→ Work item
Go through the listing below and output exactly the line with "Labeling guideline: look at the image above and mark any ear", the line with "any cathedral with", and each line between; omit the rest.

→ Dataset entries
________________________________________
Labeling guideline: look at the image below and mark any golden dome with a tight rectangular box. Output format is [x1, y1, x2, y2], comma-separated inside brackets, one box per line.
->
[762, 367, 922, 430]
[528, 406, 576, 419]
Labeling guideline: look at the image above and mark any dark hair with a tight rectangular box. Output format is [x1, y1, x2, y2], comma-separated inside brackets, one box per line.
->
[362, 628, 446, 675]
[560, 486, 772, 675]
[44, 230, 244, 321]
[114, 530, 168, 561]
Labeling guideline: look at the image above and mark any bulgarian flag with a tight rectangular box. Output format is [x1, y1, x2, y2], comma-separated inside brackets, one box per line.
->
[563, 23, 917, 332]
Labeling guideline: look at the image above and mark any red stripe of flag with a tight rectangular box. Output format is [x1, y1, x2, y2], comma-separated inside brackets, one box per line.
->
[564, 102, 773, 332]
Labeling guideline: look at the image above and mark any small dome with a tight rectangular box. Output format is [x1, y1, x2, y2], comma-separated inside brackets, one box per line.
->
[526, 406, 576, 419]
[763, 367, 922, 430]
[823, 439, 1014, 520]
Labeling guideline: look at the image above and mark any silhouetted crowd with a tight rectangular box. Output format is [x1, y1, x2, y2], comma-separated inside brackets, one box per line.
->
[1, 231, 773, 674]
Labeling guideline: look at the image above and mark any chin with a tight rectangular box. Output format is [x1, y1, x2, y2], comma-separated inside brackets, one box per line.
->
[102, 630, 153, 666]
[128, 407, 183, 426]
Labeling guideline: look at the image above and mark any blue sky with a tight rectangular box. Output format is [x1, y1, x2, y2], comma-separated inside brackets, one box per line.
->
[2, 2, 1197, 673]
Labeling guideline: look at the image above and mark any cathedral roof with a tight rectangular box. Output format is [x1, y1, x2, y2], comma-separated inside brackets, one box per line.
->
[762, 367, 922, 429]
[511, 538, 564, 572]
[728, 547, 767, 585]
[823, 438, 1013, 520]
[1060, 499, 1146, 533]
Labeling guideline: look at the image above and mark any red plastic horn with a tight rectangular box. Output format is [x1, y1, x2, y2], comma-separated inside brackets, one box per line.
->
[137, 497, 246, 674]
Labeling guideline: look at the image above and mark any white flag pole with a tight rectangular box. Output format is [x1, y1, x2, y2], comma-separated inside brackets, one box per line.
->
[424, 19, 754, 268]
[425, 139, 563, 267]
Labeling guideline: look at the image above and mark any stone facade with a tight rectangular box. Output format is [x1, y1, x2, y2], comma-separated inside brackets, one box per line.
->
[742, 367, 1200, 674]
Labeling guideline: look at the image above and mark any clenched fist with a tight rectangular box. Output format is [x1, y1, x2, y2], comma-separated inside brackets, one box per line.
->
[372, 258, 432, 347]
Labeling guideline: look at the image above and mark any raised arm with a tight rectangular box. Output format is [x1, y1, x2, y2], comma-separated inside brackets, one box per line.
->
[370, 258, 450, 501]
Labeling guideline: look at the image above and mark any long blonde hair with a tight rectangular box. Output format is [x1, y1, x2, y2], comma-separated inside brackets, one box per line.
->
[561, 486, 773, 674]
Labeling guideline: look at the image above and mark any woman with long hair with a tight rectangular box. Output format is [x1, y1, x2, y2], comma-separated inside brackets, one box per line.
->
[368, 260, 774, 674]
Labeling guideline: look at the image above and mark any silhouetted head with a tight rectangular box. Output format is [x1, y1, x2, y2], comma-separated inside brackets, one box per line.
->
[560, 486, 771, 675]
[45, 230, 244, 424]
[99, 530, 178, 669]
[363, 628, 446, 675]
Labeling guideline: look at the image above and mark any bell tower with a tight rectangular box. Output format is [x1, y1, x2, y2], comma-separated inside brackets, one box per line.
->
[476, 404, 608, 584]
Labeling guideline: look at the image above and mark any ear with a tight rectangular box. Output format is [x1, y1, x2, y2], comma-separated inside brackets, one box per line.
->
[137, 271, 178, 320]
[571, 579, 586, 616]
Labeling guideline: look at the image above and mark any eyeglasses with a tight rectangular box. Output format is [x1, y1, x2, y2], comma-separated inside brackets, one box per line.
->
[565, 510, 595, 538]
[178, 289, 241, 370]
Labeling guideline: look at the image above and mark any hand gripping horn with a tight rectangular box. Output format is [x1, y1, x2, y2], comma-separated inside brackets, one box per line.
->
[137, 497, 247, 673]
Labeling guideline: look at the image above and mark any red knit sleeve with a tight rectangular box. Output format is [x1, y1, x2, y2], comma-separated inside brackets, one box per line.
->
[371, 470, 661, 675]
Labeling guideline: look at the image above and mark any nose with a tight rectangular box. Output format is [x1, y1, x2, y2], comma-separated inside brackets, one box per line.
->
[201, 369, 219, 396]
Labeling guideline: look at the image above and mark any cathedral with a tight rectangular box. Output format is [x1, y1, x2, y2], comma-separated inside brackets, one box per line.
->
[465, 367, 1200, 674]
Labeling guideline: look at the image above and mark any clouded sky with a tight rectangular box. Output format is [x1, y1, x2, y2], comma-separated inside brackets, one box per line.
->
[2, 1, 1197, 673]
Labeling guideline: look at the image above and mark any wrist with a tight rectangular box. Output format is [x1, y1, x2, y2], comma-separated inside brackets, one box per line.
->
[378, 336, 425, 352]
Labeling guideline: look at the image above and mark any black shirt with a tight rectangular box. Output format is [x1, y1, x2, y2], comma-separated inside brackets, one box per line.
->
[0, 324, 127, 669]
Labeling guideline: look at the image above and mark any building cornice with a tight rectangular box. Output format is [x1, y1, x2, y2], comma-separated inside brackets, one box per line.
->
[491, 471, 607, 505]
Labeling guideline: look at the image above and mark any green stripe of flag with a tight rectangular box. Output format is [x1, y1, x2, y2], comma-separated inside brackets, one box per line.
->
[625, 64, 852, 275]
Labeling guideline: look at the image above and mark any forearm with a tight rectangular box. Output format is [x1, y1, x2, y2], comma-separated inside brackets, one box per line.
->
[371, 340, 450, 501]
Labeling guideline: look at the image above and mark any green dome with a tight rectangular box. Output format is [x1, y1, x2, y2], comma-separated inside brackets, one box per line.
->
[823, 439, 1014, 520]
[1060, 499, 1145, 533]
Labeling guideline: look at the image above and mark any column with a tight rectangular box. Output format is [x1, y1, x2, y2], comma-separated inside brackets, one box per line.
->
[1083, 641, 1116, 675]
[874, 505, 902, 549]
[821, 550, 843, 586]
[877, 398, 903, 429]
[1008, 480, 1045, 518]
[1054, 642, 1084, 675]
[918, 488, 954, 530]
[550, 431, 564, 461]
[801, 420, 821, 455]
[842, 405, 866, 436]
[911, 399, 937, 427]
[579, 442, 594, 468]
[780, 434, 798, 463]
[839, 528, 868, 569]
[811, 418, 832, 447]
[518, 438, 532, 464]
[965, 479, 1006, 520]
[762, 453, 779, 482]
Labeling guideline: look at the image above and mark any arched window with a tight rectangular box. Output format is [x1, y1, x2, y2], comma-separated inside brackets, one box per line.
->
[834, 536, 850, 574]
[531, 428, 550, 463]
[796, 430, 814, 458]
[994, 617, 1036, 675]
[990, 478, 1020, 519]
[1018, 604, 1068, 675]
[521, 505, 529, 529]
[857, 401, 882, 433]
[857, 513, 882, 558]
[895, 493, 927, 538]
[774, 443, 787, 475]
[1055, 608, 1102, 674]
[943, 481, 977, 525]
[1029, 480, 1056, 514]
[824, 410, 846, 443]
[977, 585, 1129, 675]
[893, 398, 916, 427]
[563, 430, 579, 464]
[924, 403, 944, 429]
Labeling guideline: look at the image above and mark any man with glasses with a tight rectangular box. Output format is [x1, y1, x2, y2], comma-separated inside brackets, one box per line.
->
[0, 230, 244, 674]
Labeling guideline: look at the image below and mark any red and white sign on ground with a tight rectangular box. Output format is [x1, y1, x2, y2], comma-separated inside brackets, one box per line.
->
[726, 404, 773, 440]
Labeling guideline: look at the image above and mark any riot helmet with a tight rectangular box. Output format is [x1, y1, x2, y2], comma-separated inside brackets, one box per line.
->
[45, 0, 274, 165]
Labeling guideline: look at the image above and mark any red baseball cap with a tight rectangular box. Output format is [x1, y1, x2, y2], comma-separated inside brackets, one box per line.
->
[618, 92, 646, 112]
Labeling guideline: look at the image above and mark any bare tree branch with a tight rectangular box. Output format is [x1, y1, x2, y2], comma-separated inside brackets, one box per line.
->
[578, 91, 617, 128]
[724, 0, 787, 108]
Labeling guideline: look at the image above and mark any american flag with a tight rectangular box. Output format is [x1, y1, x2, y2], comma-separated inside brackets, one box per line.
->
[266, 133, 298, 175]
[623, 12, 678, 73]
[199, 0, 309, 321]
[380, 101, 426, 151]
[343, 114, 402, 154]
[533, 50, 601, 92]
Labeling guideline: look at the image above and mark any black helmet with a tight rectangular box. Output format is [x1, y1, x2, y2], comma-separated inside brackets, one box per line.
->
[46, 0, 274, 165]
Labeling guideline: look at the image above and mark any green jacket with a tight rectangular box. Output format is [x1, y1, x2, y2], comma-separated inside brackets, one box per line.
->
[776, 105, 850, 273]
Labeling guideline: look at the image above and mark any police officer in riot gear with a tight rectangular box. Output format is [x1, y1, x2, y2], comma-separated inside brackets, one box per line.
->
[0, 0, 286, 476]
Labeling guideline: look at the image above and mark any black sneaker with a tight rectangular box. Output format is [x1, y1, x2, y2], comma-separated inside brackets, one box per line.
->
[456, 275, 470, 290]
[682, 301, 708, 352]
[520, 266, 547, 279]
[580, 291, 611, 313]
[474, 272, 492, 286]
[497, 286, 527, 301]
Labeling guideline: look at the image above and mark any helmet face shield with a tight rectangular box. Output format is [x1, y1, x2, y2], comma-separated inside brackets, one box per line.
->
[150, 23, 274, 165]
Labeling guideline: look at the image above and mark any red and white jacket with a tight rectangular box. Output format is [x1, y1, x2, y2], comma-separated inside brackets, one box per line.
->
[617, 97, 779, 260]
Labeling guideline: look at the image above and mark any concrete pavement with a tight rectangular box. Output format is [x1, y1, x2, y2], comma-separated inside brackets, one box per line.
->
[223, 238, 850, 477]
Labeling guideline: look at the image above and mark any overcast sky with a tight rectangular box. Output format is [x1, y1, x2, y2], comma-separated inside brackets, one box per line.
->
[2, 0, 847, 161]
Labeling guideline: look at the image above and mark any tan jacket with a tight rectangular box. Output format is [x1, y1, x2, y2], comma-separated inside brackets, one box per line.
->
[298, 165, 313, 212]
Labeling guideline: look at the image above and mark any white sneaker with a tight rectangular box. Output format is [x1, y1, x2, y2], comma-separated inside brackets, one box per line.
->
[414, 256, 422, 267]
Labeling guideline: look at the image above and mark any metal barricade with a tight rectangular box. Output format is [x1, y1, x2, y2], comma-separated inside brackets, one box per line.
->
________________________________________
→ Your solution
Labeling guideline: look at the image above and mark any ear with a tight rectangular box. Output format is [x1, y1, x2, y2], comma-separated inside brackets, one box per line.
->
[137, 271, 178, 320]
[571, 579, 586, 616]
Labeling guideline: look at the image above and mark any eyeglasses with a tight rectangular box. Output format is [x1, y1, x2, y2], comma-separated inside brackets, one box per line.
->
[565, 510, 595, 538]
[178, 289, 241, 370]
Labeling guideline: look at the image above and mark any hand gripping horn with a tight rectangular box. Output format is [x1, y1, x2, y2], comma-separated inside brackets, one box per line.
->
[137, 497, 247, 673]
Labeling guideline: look at the image above and mark any red knit sleeve with a tight rectangular box. Output format is [x1, y1, x2, y2], comma-separated inside brackets, one box per line.
->
[371, 470, 661, 675]
Labeling guideline: look at the image above and mark any nose with a tight rectangular box. Output format is [x1, y1, x2, y2], comma-separated inside brackets, one box per line.
->
[201, 369, 219, 396]
Labeling guideline: look at the image above and mark any cathedral with a tight rectangular box. Output format is [x1, y1, x2, y2], comma-separated inside brackets, one box per line.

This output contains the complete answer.